Bizarre(?) per-pixel alpha vs. no alpha benchmark results (0/1)

I benchmarked (code attached) blitting a 128x128 sprite
(attached) with and without per pixel alpha information
under PyGame. On each frame, I clear the 640x480 screen
with the background color via fill(), then blit the
sprite 4 times. The results are quite interesting:

640x480 windowed 16-bit 32-bit===============================================
plain opaque blit: 70 fps 47 fps
per pixel alpha : 80 fps (!) 49 fps
per pixel alpha + RLEACCEL: 93 fps (!) 55 fps

Comment: Why is p.p. Alpha blit faster in
windowed modes? Does this mean that there
will not be much benefit gained from optimizing
the alpha blending routines (like say, using
MMX)?

120Hz 640x480 16-bit full screen, SWSURFACE
DOUBLEBUF no DOUBLEBUF

plain opaque blit: 120 fps 71 fps (!)
per pixel alpha : 24 fps(!) 80 fps
per pixel alpha + RLEACCEL: 30 fps(!) 95 fps

Comment: Why does using double-buffering impose
such a huge performance hit on the alpha blending and
at the same time INCREASE the performance of the
plain opaque blit?!? Could this be an artifact of
using PyGame? 640x480 32-bit mode exhibited analogous
behavior. No tearing visible in all tests.

120Hz 640x480 16-bit full screen, HWSURFACE
DOUBLEBUF no DOUBLEBUF

plain opaque blit: 120 fps / 146 fps
per pixel alpha : 23 fps / 25 fps
per pixel alpha + RLEACCEL: 35 fps / 35 fps

Comment: Severe tearing when not using DOUBLEBUF, even
when the fps was way below the refresh rate as in the
case of the alpha blits! Why would using HWSURFACE
create tearing? 32-bit results analogous to 16-bit
ones.

Notes

  1. Enabling RLEACCEL made no difference for all the
    plain opaque blits.
  2. In windowed mode, HWSURFACE doesn’t seem to have
    an effect even if i use a low-res mode like 800x600.
    Considering I’m using a 16MB Voodoo3, shouldn’t
    there be plenty of video memory to store the sprite
    in?

## [SUPPLIED ENTRIES]
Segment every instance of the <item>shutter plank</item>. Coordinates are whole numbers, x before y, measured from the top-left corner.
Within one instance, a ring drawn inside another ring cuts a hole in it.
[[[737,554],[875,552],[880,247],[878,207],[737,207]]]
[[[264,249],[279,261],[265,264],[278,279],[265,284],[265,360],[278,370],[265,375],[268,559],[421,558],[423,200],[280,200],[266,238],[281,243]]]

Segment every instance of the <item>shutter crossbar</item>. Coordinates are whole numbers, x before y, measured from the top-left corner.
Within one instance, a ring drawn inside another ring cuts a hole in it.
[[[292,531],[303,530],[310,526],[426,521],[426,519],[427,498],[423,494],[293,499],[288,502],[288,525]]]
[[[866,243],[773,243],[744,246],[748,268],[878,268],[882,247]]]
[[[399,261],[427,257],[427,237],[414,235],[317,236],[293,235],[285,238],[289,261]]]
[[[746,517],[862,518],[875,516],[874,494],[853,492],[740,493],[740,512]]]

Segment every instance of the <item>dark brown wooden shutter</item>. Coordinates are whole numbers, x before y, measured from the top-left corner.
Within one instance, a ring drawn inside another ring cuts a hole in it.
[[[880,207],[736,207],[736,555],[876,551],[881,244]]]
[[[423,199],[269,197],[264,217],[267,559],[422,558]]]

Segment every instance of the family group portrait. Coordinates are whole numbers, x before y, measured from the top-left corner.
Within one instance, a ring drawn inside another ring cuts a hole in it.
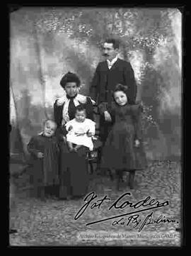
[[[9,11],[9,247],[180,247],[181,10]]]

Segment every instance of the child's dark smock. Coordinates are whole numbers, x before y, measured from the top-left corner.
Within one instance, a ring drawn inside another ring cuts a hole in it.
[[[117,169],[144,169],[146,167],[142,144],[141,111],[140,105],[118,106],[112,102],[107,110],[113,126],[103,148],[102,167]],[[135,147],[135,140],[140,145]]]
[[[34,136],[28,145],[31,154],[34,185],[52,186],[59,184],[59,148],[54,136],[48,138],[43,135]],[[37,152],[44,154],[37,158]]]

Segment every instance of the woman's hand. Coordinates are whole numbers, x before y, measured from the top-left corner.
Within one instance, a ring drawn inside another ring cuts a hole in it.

==

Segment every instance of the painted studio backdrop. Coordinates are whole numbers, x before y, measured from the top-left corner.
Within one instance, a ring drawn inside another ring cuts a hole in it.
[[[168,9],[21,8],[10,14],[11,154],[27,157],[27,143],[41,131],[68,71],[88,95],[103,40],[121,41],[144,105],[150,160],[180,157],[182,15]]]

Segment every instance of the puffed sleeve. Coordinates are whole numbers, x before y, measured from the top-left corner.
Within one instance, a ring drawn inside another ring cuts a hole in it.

## [EXERCISE REQUIREMENTS]
1. Answer these questions about the PyGame benchmark post, labeling each answer (a), (b), or (c):
(a) What size is the sprite being blitted?
(b) How many times is the sprite blitted on each frame?
(c) What graphics card does the writer mention using?
2. Reproduce the part of the PyGame benchmark post between "plain opaque blit: 120 fps /" and "plain opaque blits.", inclusive.
3. In one to three sentences, explain why the writer of the PyGame benchmark post expected HWSURFACE to have an effect in windowed mode.

## [TASK ANSWERS]
1.
(a) 128x128
(b) 4 times
(c) A 16MB Voodoo3

2.
plain opaque blit: 120 fps / 146 fps
per pixel alpha : 23 fps / 25 fps
per pixel alpha + RLEACCEL: 35 fps / 35 fps

Comment: Severe tearing when not using DOUBLEBUF, even
when the fps was way below the refresh rate as in the
case of the alpha blits! Why would using HWSURFACE
create tearing? 32-bit results analogous to 16-bit
ones.

Notes

  1. Enabling RLEACCEL made no difference for all the
    plain opaque blits.

3. The writer is using a 16MB Voodoo3. With a low-res mode like 800x600, the writer thought there should be plenty of video memory to store the sprite.